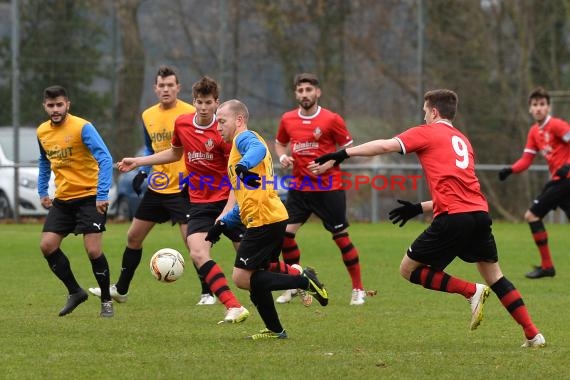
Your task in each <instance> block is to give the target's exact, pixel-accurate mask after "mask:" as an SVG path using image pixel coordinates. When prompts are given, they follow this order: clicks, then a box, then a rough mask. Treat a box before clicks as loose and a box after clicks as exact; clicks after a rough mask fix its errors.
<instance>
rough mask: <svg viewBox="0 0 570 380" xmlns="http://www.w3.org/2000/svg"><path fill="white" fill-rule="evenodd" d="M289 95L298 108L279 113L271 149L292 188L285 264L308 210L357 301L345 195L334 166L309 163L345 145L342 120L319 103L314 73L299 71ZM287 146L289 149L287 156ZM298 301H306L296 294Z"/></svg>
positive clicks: (294, 263) (282, 253)
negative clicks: (288, 169) (337, 250)
mask: <svg viewBox="0 0 570 380" xmlns="http://www.w3.org/2000/svg"><path fill="white" fill-rule="evenodd" d="M294 88H295V97H296V99H297V102H298V103H299V107H298V108H296V109H294V110H292V111H289V112H286V113H285V114H283V116H282V117H281V123H280V124H279V130H278V132H277V138H276V143H275V152H276V153H277V156H278V157H279V162H280V163H281V166H282V167H284V168H289V167H292V168H293V176H294V183H295V186H291V189H289V192H288V195H287V203H286V207H287V212H288V214H289V221H288V222H287V229H286V232H285V237H284V240H283V248H282V255H283V260H284V261H285V262H286V263H287V264H290V265H291V264H299V261H300V259H301V251H300V250H299V246H298V244H297V241H296V240H295V235H296V233H297V231H298V230H299V228H301V225H302V224H304V223H305V222H306V221H307V220H308V219H309V217H310V216H311V214H313V213H314V214H315V215H317V216H318V217H319V218H320V219H321V221H322V222H323V226H324V227H325V229H326V230H328V231H329V232H330V233H331V234H332V238H333V240H334V242H335V244H336V245H337V247H338V248H339V250H340V253H341V256H342V261H343V263H344V265H345V266H346V269H347V271H348V274H349V275H350V279H351V281H352V295H351V299H350V305H362V304H364V302H365V296H366V292H365V290H364V286H363V284H362V278H361V274H360V263H359V255H358V250H357V249H356V247H355V246H354V244H353V243H352V241H351V239H350V237H349V236H348V226H349V224H348V221H347V219H346V195H345V192H344V190H343V189H342V188H341V187H342V184H341V181H340V174H341V172H340V168H339V167H338V166H333V165H332V164H331V165H328V164H327V165H325V166H322V167H319V166H318V165H314V164H311V162H312V161H313V160H314V159H315V158H316V157H318V156H320V155H323V154H325V153H330V152H334V151H336V149H337V147H342V148H345V147H348V146H349V145H350V144H352V137H351V135H350V133H349V132H348V130H347V129H346V124H345V122H344V120H343V118H342V117H341V116H340V115H338V114H336V113H334V112H332V111H330V110H328V109H326V108H323V107H321V106H319V104H318V101H319V98H320V96H321V88H320V87H319V80H318V78H317V77H316V75H314V74H309V73H303V74H298V75H296V76H295V79H294ZM289 150H290V153H289V154H288V152H289ZM296 293H297V290H296V289H290V290H286V291H285V292H284V293H283V294H282V295H281V296H279V297H278V298H277V300H276V302H277V303H287V302H289V301H291V297H293V296H295V295H296ZM302 296H303V303H304V304H307V303H309V302H310V301H309V302H307V300H306V296H305V294H303V293H302Z"/></svg>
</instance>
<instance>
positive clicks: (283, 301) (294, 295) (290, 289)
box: [275, 272, 302, 303]
mask: <svg viewBox="0 0 570 380" xmlns="http://www.w3.org/2000/svg"><path fill="white" fill-rule="evenodd" d="M301 273H302V272H301ZM296 296H297V289H287V290H285V291H284V292H283V294H281V295H280V296H279V297H277V299H276V300H275V302H277V303H289V302H291V299H292V298H293V297H296Z"/></svg>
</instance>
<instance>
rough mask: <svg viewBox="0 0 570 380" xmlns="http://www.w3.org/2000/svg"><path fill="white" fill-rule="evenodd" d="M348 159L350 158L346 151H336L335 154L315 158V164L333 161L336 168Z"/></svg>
mask: <svg viewBox="0 0 570 380" xmlns="http://www.w3.org/2000/svg"><path fill="white" fill-rule="evenodd" d="M349 157H350V156H349V155H348V153H346V149H341V150H337V151H336V152H333V153H327V154H323V155H322V156H320V157H317V158H315V163H317V164H320V165H322V164H324V163H325V162H328V161H331V160H334V164H335V166H336V165H339V164H340V163H341V162H343V161H344V160H346V159H347V158H349Z"/></svg>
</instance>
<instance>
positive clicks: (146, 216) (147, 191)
mask: <svg viewBox="0 0 570 380" xmlns="http://www.w3.org/2000/svg"><path fill="white" fill-rule="evenodd" d="M189 215H190V202H189V201H188V197H187V196H185V194H184V190H183V191H181V192H180V193H174V194H162V193H157V192H156V191H152V190H151V189H148V190H147V191H146V192H145V193H144V195H143V199H142V200H141V203H140V204H139V207H138V208H137V211H136V213H135V218H137V219H139V220H145V221H147V222H153V223H164V222H167V221H169V220H170V221H172V225H174V224H176V223H178V224H186V223H188V218H189Z"/></svg>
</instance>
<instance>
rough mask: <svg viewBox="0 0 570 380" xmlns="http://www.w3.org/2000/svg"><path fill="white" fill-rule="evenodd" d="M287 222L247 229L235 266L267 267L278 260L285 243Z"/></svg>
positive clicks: (238, 249)
mask: <svg viewBox="0 0 570 380" xmlns="http://www.w3.org/2000/svg"><path fill="white" fill-rule="evenodd" d="M286 227H287V222H286V221H283V222H277V223H272V224H266V225H265V226H261V227H251V228H248V229H247V230H246V231H245V235H244V236H243V240H242V241H241V243H240V245H239V248H238V251H237V253H236V262H235V263H234V266H235V267H236V268H241V269H251V270H255V269H266V268H267V267H268V266H269V263H271V262H274V261H278V260H279V255H280V254H281V246H282V245H283V236H284V235H285V228H286Z"/></svg>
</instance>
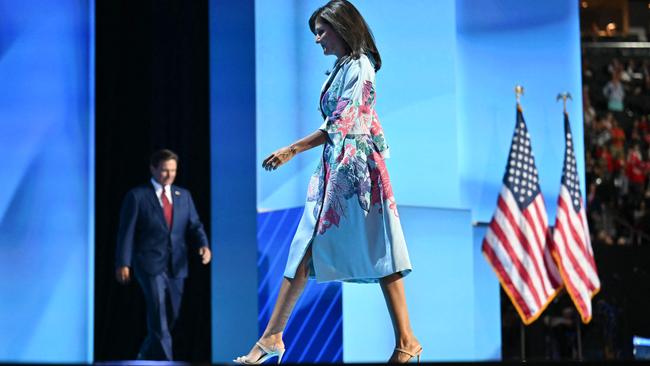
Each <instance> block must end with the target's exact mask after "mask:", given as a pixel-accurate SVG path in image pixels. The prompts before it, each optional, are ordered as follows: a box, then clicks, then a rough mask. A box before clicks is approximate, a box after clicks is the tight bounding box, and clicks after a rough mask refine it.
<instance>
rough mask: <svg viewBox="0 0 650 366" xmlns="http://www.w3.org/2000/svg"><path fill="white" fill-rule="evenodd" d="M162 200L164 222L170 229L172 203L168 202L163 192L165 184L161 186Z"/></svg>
mask: <svg viewBox="0 0 650 366" xmlns="http://www.w3.org/2000/svg"><path fill="white" fill-rule="evenodd" d="M160 199H161V200H162V201H163V213H164V214H165V222H166V223H167V227H168V228H169V229H170V230H171V228H172V204H171V203H170V202H169V199H168V198H167V195H166V194H165V186H163V193H162V195H161V197H160Z"/></svg>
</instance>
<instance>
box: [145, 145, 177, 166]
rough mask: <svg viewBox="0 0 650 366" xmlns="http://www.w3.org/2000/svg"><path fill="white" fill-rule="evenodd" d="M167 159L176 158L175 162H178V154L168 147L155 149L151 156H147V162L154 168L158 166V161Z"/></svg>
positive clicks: (160, 160) (169, 159) (174, 159)
mask: <svg viewBox="0 0 650 366" xmlns="http://www.w3.org/2000/svg"><path fill="white" fill-rule="evenodd" d="M167 160H176V163H178V155H176V153H175V152H173V151H171V150H169V149H161V150H157V151H154V152H153V154H151V157H150V158H149V164H151V166H152V167H154V168H158V167H159V166H160V163H162V162H164V161H167Z"/></svg>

○ ○ ○ ○

WORK TASK — The listing above must be repeated exactly, apart from the pictures.

THE COMPLETED TASK —
Your task in each <instance> block is to give the target's exact, pixel-accurate mask after "mask:" as an SVG path using image pixel coordinates. When prompts are given, they follow this order: clicks, then a box, then a rough mask. Treat a box before clicks as loose and a box after clicks as exact; clicks after a rough mask fix its errors.
<instance>
rough mask: <svg viewBox="0 0 570 380" xmlns="http://www.w3.org/2000/svg"><path fill="white" fill-rule="evenodd" d="M289 95L298 108L279 113L271 149L292 188L285 264L308 210L357 301L345 195L334 166L309 163L345 145L342 120L319 103L314 73L299 71ZM287 146L289 149L287 156ZM298 301H306L296 294Z"/></svg>
positive clicks: (294, 263) (282, 253)
negative clicks: (288, 169) (337, 250)
mask: <svg viewBox="0 0 570 380" xmlns="http://www.w3.org/2000/svg"><path fill="white" fill-rule="evenodd" d="M294 88H295V97H296V99H297V102H298V103H299V107H298V108H296V109H294V110H292V111H289V112H286V113H285V114H283V116H282V117H281V123H280V124H279V130H278V132H277V138H276V143H275V152H276V153H277V156H278V157H279V162H280V163H281V166H282V167H284V168H289V167H292V168H293V176H294V183H295V186H291V189H289V192H288V195H287V203H286V207H287V212H288V214H289V221H288V222H287V229H286V232H285V237H284V240H283V248H282V255H283V260H284V261H285V262H286V263H287V264H290V265H291V264H299V261H300V259H301V251H300V250H299V246H298V244H297V241H296V240H295V235H296V233H297V231H298V230H299V228H301V225H302V224H304V223H305V222H306V221H307V220H308V219H309V217H310V216H311V214H313V213H314V214H315V215H317V216H318V217H319V218H320V219H321V221H322V222H323V226H324V227H325V229H326V230H328V231H329V232H330V233H331V234H332V238H333V240H334V242H335V244H336V245H337V247H338V248H339V250H340V253H341V256H342V261H343V263H344V265H345V266H346V269H347V271H348V274H349V275H350V279H351V281H352V295H351V299H350V305H362V304H364V302H365V296H366V292H365V290H364V286H363V284H362V278H361V274H360V263H359V255H358V250H357V249H356V247H355V246H354V244H353V243H352V241H351V239H350V237H349V236H348V226H349V224H348V221H347V219H346V195H345V192H344V190H343V189H342V188H341V187H342V184H341V181H340V174H341V172H340V168H339V167H338V166H333V165H332V164H331V165H328V164H327V165H325V166H322V167H319V166H318V165H314V164H311V162H312V161H313V160H314V159H315V158H316V157H318V156H320V155H323V154H325V153H330V152H334V151H336V149H337V147H342V148H345V147H348V146H349V145H350V144H352V137H351V135H350V133H349V132H348V130H347V129H346V124H345V122H344V120H343V118H342V117H341V116H340V115H338V114H336V113H334V112H332V111H330V110H328V109H326V108H323V107H321V106H319V104H318V101H319V98H320V96H321V88H320V87H319V80H318V78H317V77H316V75H314V74H309V73H303V74H298V75H296V76H295V79H294ZM289 150H290V153H289V154H288V152H289ZM296 293H297V290H296V289H290V290H286V291H285V292H284V293H283V294H282V295H281V296H279V297H278V298H277V300H276V302H277V303H287V302H289V301H291V297H293V296H295V295H296ZM302 296H303V303H304V304H307V303H309V302H310V301H309V302H307V300H306V296H305V294H303V293H302Z"/></svg>
</instance>
<instance>
positive clicks: (283, 301) (294, 295) (290, 289)
box: [275, 272, 302, 303]
mask: <svg viewBox="0 0 570 380" xmlns="http://www.w3.org/2000/svg"><path fill="white" fill-rule="evenodd" d="M301 273H302V272H301ZM296 296H297V289H287V290H285V291H284V292H283V294H281V295H280V296H279V297H277V299H276V300H275V302H277V303H289V302H291V299H292V298H293V297H296Z"/></svg>
</instance>
<instance>
rough mask: <svg viewBox="0 0 570 380" xmlns="http://www.w3.org/2000/svg"><path fill="white" fill-rule="evenodd" d="M348 159L350 158L346 151H336L335 154L315 158V164L333 161L336 168Z"/></svg>
mask: <svg viewBox="0 0 570 380" xmlns="http://www.w3.org/2000/svg"><path fill="white" fill-rule="evenodd" d="M349 157H350V156H349V155H348V153H346V149H341V150H337V151H336V152H333V153H327V154H323V155H322V156H320V157H317V158H315V163H317V164H320V165H322V164H324V163H325V162H328V161H331V160H334V164H335V166H336V165H339V164H340V163H341V162H343V161H344V160H346V159H347V158H349Z"/></svg>
</instance>
<instance>
positive clicks: (146, 216) (147, 191)
mask: <svg viewBox="0 0 570 380" xmlns="http://www.w3.org/2000/svg"><path fill="white" fill-rule="evenodd" d="M189 215H190V202H189V201H188V197H187V196H185V194H184V190H183V191H181V192H180V193H174V194H162V193H157V192H156V191H152V190H151V189H148V190H147V191H146V192H145V193H144V195H143V199H142V200H141V203H140V204H139V207H138V208H137V211H136V213H135V218H137V219H139V220H145V221H147V222H153V223H164V222H167V221H169V220H170V221H172V225H174V224H176V223H178V224H186V223H188V218H189Z"/></svg>
</instance>
<instance>
rough mask: <svg viewBox="0 0 570 380" xmlns="http://www.w3.org/2000/svg"><path fill="white" fill-rule="evenodd" d="M287 222L247 229L235 266L267 267L278 260L285 243Z"/></svg>
positive clicks: (238, 249)
mask: <svg viewBox="0 0 570 380" xmlns="http://www.w3.org/2000/svg"><path fill="white" fill-rule="evenodd" d="M286 227H287V222H286V221H283V222H277V223H272V224H266V225H265V226H261V227H251V228H248V229H247V230H246V231H245V235H244V236H243V240H242V241H241V243H240V245H239V248H238V251H237V253H236V262H235V263H234V266H235V267H236V268H241V269H251V270H255V269H266V268H267V267H268V266H269V263H271V262H274V261H278V260H279V255H280V254H281V246H282V245H283V236H284V235H285V228H286Z"/></svg>
</instance>
Each <instance> block must end with the target's exact mask after "mask:", given as a pixel-accurate SVG path in image pixels. The prompts before it, each optional, are ordered as follows: a box, then clicks, then a rough mask. A box before clicks is approximate, a box after clicks is the tight bounding box, and clicks after a rough mask refine it.
<instance>
rough mask: <svg viewBox="0 0 650 366" xmlns="http://www.w3.org/2000/svg"><path fill="white" fill-rule="evenodd" d="M162 200L164 222L170 229L172 203L168 202L163 192L165 184L161 186Z"/></svg>
mask: <svg viewBox="0 0 650 366" xmlns="http://www.w3.org/2000/svg"><path fill="white" fill-rule="evenodd" d="M160 199H161V200H162V201H163V213H164V214H165V222H166V223H167V227H168V228H169V229H170V230H171V228H172V204H171V203H170V202H169V199H168V198H167V195H166V194H165V186H163V193H162V195H161V197H160Z"/></svg>
</instance>
<instance>
box: [145, 145, 177, 166]
rough mask: <svg viewBox="0 0 650 366" xmlns="http://www.w3.org/2000/svg"><path fill="white" fill-rule="evenodd" d="M167 159L176 158L175 162H178V154L168 147L155 149L151 156H147V162L154 168L158 166V161Z"/></svg>
positive clicks: (160, 160) (169, 159) (174, 159)
mask: <svg viewBox="0 0 650 366" xmlns="http://www.w3.org/2000/svg"><path fill="white" fill-rule="evenodd" d="M167 160H176V163H178V155H176V153H175V152H173V151H171V150H169V149H161V150H157V151H154V152H153V154H151V157H150V158H149V164H151V166H152V167H154V168H158V167H159V166H160V163H162V162H164V161H167Z"/></svg>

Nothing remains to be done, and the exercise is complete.